* Task objective *
Transcribe the full listing word for word, leaving nothing out.
********************
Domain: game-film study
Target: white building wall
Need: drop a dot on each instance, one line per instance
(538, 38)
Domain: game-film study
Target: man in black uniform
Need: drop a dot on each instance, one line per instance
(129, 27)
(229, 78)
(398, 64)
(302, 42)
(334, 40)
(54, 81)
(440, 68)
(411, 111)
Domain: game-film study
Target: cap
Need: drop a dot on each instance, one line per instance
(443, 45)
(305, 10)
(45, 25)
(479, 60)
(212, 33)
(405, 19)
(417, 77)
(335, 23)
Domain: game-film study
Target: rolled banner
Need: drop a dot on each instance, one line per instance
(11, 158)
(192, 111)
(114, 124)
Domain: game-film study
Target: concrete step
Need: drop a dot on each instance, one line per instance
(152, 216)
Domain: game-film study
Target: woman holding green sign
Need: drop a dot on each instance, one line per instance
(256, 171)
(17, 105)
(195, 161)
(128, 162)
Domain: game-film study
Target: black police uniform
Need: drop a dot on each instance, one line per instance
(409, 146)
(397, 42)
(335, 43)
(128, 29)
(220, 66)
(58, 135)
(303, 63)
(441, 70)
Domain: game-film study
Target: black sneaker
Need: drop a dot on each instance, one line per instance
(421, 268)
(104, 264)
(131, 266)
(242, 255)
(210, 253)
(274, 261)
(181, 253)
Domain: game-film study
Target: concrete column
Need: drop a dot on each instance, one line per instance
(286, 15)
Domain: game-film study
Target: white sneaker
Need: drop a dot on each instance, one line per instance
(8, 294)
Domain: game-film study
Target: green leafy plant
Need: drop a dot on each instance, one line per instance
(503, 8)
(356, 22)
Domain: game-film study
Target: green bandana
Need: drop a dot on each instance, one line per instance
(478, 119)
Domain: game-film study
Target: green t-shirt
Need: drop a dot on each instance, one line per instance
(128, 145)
********************
* Response to this exercise *
Domain: game-film study
Target: white building wall
Need: drop a dot on each instance, one line per instance
(538, 38)
Domain: game-film study
Target: man in black uniform
Need: drop a dot on each instance, one line per instance
(129, 27)
(229, 78)
(398, 64)
(302, 42)
(334, 40)
(54, 81)
(440, 68)
(411, 111)
Domain: game-film study
Target: cap
Need: drop a dot on each instance, one line per instance
(443, 45)
(305, 10)
(45, 25)
(479, 60)
(212, 33)
(405, 19)
(417, 77)
(335, 23)
Domain: game-film study
Target: rolled banner
Need: drop a dot on each instance, one line per instance
(11, 158)
(192, 111)
(114, 124)
Domain: game-film study
Target: concrete step
Need: drop a dot on each instance, one line per instance
(152, 216)
Domain: game-film study
Target: woman holding green sign
Need: drop a dot on each instance, one line per instance
(256, 171)
(17, 105)
(195, 161)
(128, 162)
Domain: game-film study
Target: black police uniform
Need: drop a dot on each instance, one line per instance
(409, 146)
(397, 42)
(335, 43)
(128, 29)
(220, 66)
(58, 135)
(303, 63)
(441, 70)
Domain: game-film study
Target: black sneaker
Need: drop a dot on each instance, one line per instance
(421, 268)
(104, 264)
(131, 266)
(242, 255)
(210, 253)
(274, 261)
(181, 253)
Domain: game-film study
Target: concrete column
Need: drop a dot on each instance, one line per instance
(286, 15)
Domain: game-film study
Target: white sneaker
Need: drop a dot on each instance, one line per instance
(8, 294)
Domain: game-film study
Target: green leafy plant
Need: drop a dot on each instance, one line per instance
(503, 8)
(356, 22)
Domain: game-film study
Target: green bandana
Need: drop a dot on each instance, one line per instance
(478, 119)
Domain: game-film study
Target: green t-shirt
Need: drop a dot on each instance, one line per instance
(128, 145)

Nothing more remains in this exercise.